== Work required ==
How many lines in the data below contain the word "green"? Reply with the number alone.

--- Begin Records for the exercise ---

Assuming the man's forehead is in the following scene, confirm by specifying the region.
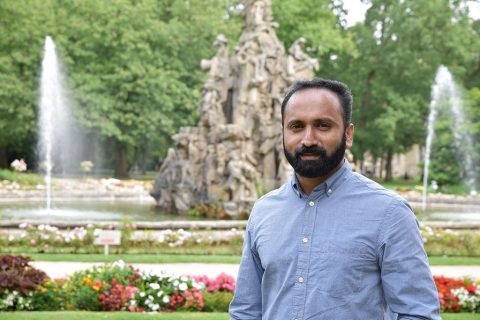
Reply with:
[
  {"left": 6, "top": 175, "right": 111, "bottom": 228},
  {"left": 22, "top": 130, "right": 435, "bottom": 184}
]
[{"left": 285, "top": 88, "right": 343, "bottom": 116}]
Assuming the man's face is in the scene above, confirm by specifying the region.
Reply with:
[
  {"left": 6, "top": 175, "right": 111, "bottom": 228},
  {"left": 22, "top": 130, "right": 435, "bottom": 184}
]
[{"left": 283, "top": 88, "right": 353, "bottom": 178}]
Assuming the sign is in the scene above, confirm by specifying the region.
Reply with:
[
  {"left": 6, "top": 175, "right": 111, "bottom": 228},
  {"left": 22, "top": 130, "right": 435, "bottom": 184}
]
[{"left": 93, "top": 230, "right": 122, "bottom": 246}]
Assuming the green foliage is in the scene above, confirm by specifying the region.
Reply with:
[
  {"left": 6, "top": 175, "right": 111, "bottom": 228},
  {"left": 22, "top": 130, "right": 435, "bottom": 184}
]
[
  {"left": 322, "top": 0, "right": 479, "bottom": 179},
  {"left": 421, "top": 227, "right": 480, "bottom": 257},
  {"left": 0, "top": 255, "right": 47, "bottom": 311},
  {"left": 66, "top": 261, "right": 140, "bottom": 311},
  {"left": 0, "top": 169, "right": 44, "bottom": 188},
  {"left": 32, "top": 279, "right": 67, "bottom": 311},
  {"left": 203, "top": 291, "right": 233, "bottom": 312},
  {"left": 272, "top": 0, "right": 356, "bottom": 54},
  {"left": 0, "top": 0, "right": 48, "bottom": 164},
  {"left": 52, "top": 0, "right": 242, "bottom": 175}
]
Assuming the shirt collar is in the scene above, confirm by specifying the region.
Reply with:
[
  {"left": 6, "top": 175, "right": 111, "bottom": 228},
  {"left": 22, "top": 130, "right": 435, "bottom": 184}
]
[{"left": 290, "top": 159, "right": 352, "bottom": 198}]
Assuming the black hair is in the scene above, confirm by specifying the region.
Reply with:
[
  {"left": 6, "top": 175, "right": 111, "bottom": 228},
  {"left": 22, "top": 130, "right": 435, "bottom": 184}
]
[{"left": 281, "top": 78, "right": 353, "bottom": 129}]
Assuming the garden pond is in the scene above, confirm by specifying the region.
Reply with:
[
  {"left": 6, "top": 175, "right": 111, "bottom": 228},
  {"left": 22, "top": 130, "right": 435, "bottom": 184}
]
[
  {"left": 0, "top": 199, "right": 212, "bottom": 222},
  {"left": 0, "top": 198, "right": 480, "bottom": 223}
]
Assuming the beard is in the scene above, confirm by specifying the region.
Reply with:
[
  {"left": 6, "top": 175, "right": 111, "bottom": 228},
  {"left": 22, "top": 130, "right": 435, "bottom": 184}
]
[{"left": 283, "top": 134, "right": 347, "bottom": 178}]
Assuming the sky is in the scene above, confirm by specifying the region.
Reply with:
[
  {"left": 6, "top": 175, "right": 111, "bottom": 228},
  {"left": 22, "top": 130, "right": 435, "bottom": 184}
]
[{"left": 343, "top": 0, "right": 480, "bottom": 27}]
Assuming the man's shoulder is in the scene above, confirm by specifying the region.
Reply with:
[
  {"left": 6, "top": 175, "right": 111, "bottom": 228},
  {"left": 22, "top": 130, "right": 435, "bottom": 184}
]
[{"left": 250, "top": 182, "right": 293, "bottom": 220}]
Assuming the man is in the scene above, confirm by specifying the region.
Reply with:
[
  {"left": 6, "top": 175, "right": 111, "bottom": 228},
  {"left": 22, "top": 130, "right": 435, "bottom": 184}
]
[{"left": 230, "top": 79, "right": 440, "bottom": 320}]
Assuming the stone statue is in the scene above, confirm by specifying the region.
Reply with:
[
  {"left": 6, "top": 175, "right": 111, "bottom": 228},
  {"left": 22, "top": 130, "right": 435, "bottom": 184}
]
[
  {"left": 200, "top": 34, "right": 231, "bottom": 127},
  {"left": 151, "top": 0, "right": 319, "bottom": 217},
  {"left": 287, "top": 37, "right": 320, "bottom": 79}
]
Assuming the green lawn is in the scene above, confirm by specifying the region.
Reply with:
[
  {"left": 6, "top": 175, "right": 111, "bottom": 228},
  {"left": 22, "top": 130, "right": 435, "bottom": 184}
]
[
  {"left": 22, "top": 253, "right": 241, "bottom": 264},
  {"left": 18, "top": 253, "right": 480, "bottom": 266},
  {"left": 1, "top": 311, "right": 478, "bottom": 320},
  {"left": 1, "top": 311, "right": 228, "bottom": 320}
]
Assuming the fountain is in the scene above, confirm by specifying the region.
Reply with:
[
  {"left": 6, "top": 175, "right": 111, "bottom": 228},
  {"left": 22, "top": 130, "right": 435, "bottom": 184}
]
[
  {"left": 422, "top": 65, "right": 477, "bottom": 212},
  {"left": 38, "top": 36, "right": 89, "bottom": 209},
  {"left": 38, "top": 36, "right": 65, "bottom": 209}
]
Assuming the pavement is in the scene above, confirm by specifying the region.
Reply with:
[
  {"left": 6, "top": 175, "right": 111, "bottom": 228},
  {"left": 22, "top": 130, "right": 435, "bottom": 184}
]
[{"left": 32, "top": 261, "right": 480, "bottom": 279}]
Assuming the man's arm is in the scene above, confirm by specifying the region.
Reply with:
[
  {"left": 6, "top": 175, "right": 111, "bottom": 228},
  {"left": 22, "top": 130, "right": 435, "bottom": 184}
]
[
  {"left": 229, "top": 221, "right": 264, "bottom": 320},
  {"left": 379, "top": 200, "right": 440, "bottom": 320}
]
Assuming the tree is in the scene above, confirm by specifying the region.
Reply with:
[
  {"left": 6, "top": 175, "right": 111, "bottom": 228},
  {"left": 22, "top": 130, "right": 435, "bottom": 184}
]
[
  {"left": 51, "top": 0, "right": 238, "bottom": 177},
  {"left": 324, "top": 0, "right": 478, "bottom": 180},
  {"left": 0, "top": 0, "right": 53, "bottom": 168}
]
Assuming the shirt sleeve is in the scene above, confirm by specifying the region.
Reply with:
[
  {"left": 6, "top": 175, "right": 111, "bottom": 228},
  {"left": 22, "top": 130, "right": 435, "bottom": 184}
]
[
  {"left": 229, "top": 220, "right": 264, "bottom": 320},
  {"left": 379, "top": 200, "right": 440, "bottom": 320}
]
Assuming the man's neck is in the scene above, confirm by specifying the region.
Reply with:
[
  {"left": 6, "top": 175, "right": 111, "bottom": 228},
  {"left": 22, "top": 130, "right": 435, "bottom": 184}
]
[{"left": 295, "top": 160, "right": 345, "bottom": 196}]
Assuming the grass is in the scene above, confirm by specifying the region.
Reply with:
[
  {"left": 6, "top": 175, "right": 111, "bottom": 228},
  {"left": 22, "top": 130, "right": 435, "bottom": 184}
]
[
  {"left": 2, "top": 311, "right": 229, "bottom": 320},
  {"left": 2, "top": 311, "right": 478, "bottom": 320},
  {"left": 13, "top": 253, "right": 480, "bottom": 266},
  {"left": 17, "top": 253, "right": 241, "bottom": 264},
  {"left": 428, "top": 257, "right": 480, "bottom": 266}
]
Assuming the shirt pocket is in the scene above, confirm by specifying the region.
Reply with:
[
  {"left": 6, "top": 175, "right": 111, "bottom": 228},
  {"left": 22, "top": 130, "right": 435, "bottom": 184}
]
[{"left": 310, "top": 242, "right": 374, "bottom": 300}]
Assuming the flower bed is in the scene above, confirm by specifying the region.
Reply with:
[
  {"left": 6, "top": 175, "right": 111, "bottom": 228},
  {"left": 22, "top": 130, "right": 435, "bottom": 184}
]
[
  {"left": 0, "top": 256, "right": 480, "bottom": 313},
  {"left": 0, "top": 256, "right": 235, "bottom": 312},
  {"left": 0, "top": 222, "right": 480, "bottom": 257}
]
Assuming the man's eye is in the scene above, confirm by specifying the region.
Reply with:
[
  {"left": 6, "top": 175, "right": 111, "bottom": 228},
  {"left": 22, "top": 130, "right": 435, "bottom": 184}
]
[{"left": 288, "top": 123, "right": 303, "bottom": 130}]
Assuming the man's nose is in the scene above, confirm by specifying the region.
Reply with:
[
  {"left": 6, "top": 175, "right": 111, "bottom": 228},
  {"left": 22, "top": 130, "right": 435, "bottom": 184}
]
[{"left": 302, "top": 127, "right": 318, "bottom": 147}]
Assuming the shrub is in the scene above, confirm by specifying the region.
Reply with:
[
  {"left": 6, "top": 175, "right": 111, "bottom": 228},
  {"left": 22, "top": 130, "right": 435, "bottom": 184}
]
[
  {"left": 32, "top": 279, "right": 67, "bottom": 311},
  {"left": 98, "top": 278, "right": 138, "bottom": 311},
  {"left": 63, "top": 260, "right": 140, "bottom": 311},
  {"left": 433, "top": 276, "right": 480, "bottom": 312},
  {"left": 132, "top": 272, "right": 203, "bottom": 311},
  {"left": 203, "top": 291, "right": 233, "bottom": 312},
  {"left": 0, "top": 255, "right": 47, "bottom": 310}
]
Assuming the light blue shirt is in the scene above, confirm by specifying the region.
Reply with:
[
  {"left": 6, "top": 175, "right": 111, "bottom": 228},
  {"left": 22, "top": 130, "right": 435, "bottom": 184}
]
[{"left": 230, "top": 161, "right": 440, "bottom": 320}]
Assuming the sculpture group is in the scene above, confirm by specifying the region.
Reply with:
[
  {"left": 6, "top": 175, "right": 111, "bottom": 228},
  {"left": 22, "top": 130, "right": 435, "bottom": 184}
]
[{"left": 151, "top": 0, "right": 319, "bottom": 216}]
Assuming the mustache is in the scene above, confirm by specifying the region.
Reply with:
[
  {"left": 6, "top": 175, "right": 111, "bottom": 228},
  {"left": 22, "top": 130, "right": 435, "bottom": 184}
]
[{"left": 295, "top": 146, "right": 327, "bottom": 159}]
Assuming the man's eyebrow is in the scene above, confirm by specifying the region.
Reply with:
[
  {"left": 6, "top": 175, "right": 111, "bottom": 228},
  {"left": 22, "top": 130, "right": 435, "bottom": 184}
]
[{"left": 287, "top": 119, "right": 303, "bottom": 126}]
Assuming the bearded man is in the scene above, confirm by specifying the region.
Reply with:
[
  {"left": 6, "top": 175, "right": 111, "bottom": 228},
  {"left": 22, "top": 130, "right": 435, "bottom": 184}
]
[{"left": 230, "top": 79, "right": 440, "bottom": 320}]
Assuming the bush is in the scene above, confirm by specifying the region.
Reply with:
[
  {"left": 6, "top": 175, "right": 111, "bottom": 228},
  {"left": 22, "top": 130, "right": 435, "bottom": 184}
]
[
  {"left": 32, "top": 279, "right": 67, "bottom": 311},
  {"left": 433, "top": 276, "right": 480, "bottom": 313},
  {"left": 66, "top": 261, "right": 140, "bottom": 311},
  {"left": 421, "top": 227, "right": 480, "bottom": 257},
  {"left": 0, "top": 255, "right": 47, "bottom": 310},
  {"left": 203, "top": 291, "right": 233, "bottom": 312},
  {"left": 0, "top": 169, "right": 45, "bottom": 188},
  {"left": 132, "top": 273, "right": 203, "bottom": 311}
]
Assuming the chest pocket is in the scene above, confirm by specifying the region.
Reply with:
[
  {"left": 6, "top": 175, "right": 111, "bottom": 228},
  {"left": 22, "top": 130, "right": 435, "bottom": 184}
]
[{"left": 310, "top": 242, "right": 376, "bottom": 300}]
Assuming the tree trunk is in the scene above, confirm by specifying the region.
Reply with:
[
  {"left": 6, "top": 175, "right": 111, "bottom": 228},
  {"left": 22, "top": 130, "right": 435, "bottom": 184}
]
[
  {"left": 385, "top": 150, "right": 393, "bottom": 181},
  {"left": 115, "top": 142, "right": 129, "bottom": 179},
  {"left": 0, "top": 146, "right": 8, "bottom": 168}
]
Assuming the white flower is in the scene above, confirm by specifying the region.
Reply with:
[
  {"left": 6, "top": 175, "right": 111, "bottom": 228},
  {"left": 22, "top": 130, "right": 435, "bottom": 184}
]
[
  {"left": 150, "top": 282, "right": 160, "bottom": 290},
  {"left": 112, "top": 260, "right": 125, "bottom": 269}
]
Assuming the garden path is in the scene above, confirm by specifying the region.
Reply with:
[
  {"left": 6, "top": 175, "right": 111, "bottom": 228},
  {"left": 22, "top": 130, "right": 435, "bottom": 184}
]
[{"left": 32, "top": 261, "right": 480, "bottom": 279}]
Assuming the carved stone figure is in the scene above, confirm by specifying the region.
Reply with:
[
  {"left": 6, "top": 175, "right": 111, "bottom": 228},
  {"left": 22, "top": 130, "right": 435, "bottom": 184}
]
[
  {"left": 151, "top": 0, "right": 318, "bottom": 217},
  {"left": 287, "top": 37, "right": 320, "bottom": 79}
]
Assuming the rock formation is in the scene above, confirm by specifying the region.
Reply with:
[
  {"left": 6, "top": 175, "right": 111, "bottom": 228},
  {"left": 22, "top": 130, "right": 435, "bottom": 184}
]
[{"left": 151, "top": 0, "right": 318, "bottom": 216}]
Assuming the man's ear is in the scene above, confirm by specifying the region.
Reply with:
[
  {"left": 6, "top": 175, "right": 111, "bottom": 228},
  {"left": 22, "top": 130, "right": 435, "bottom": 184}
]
[{"left": 345, "top": 123, "right": 355, "bottom": 149}]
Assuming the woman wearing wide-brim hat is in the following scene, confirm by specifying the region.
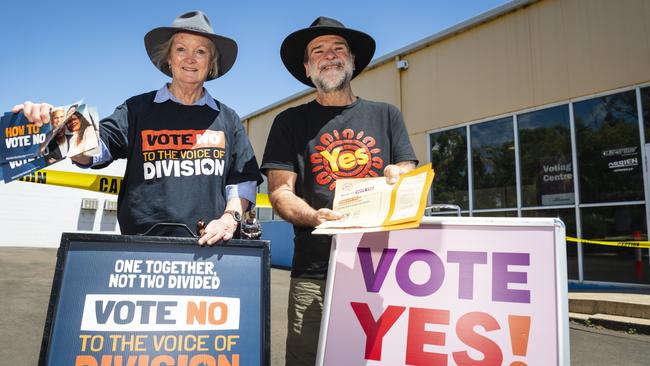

--- End Records for the exercise ---

== Output below ==
2